正文:

21. 网络爬虫阶段案例实战

优质

小牛编辑

150浏览

2023-12-01

任务：Ajax爬取今日头条的街拍美图
爬取url地址：https://www.toutiao.com/search_content/

分析：

分析url地址：https://www.toutiao.com/search_content/？每页20条数据，Ajax加载数据
需要提交参数：

    params = {
        'offset': offset, #页码数据
        'format': 'json',
        'keyword': '街拍', #搜索关键字
        'autoload': 'true',
        'count': '20',
        'cur_tab': '3',
        'from': 'gallery',
    }

具体实现代码如下：

import os,time
import requests
from urllib.parse import urlencode
from urllib.request import urlretrieve

def getPage(offset):
    '''爬取指定url页面信息'''
    params = {
        'offset': offset,
        'format': 'json',
        'keyword': '街拍',
        'autoload': 'true',
        'count': '20',
        'cur_tab': '3',
        'from': 'gallery',
    }
    url = 'https://www.toutiao.com/search_content/?' + urlencode(params)
    try:
        response = requests.get(url)
        if response.status_code == 200:
            return response.json()
    except requests.ConnectionError:
        return None

def getImages(json):
    '''解析获取图片信息'''
    data = json.get('data')
    if data:
        for item in data:
            # print(item)
            image_list = item.get('image_list')
            title = item.get('title')
            # print(image_list)

材料:
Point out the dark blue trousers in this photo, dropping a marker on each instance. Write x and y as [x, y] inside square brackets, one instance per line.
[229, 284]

* * *

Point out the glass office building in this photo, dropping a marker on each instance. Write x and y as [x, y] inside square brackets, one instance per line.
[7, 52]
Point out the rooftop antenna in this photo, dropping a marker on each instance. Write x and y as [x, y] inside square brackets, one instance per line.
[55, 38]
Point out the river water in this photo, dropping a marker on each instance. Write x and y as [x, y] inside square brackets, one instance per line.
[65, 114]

* * *

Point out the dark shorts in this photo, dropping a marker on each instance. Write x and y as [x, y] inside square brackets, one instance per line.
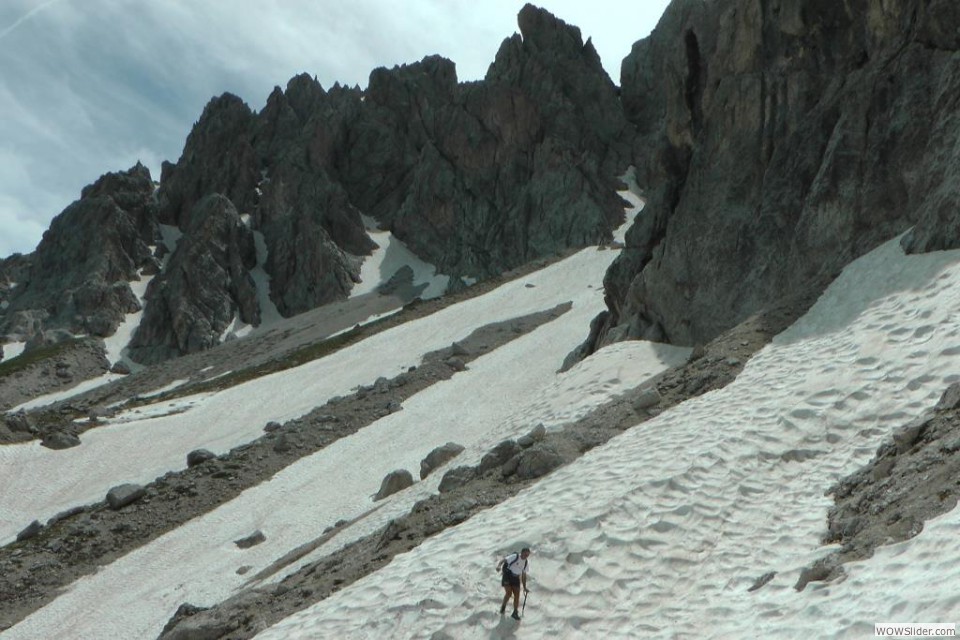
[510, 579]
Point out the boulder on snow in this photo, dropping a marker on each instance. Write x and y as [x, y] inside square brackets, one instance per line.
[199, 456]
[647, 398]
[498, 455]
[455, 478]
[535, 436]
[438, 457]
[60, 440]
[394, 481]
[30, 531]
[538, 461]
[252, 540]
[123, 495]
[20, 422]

任务要求:
- A) 把正文中以“分析url地址”开头的那段改写成条目列表，保留其主要信息。
- B) 根据正文回答下列问题，每行一题，答案用相同编号标出：
(i) 参数中的搜索关键字 keyword 取什么值？
(ii) getPage 函数在状态码为多少时返回 response.json()？
(iii) getPage 函数捕获哪种异常时返回 None？
- C) 请从正文中今日头条街拍爬虫代码的最后一行之后接着往下写。

最终结果:
- A)
- 地址：https://www.toutiao.com/search_content/
- 每页数据量：20条
- 加载方式：Ajax

- B)
(i) 街拍
(ii) 200
(iii) requests.ConnectionError

- C)
            for image in image_list:
                yield {
                    'image': image.get('url'),
                    'title': title
                }

def saveImage(item):
    '''储存图片'''
    # 处理每组图片的存储路径
    path = os.path.join("./mypic/",item.get('title'))
    if not os.path.exists(path):
        os.mkdir(path)

    # 拼装原图和目标图片的路径即名称
    local_image_url = item.get('image')
    image_url = "http:"+local_image_url.replace('list','large')
    save_pic = path+"/"+local_image_url.split("/").pop()+".jpg"

    # 使用urllib中urlretrieve直接存储图片
    urlretrieve(image_url,save_pic)

def main(offset):
    ''' 主程序函数，负责调度执行爬虫处理 '''
    json = getPage(offset)
    for item in getImages(json):
        print(item)
        saveImage(item)

# 判断当前执行是否为主程序运行，并遍历调用主函数爬取数据
if __name__ == '__main__':
    #main(0)
    for i in range(5):
        main(offset=i*20)
        time.sleep(1)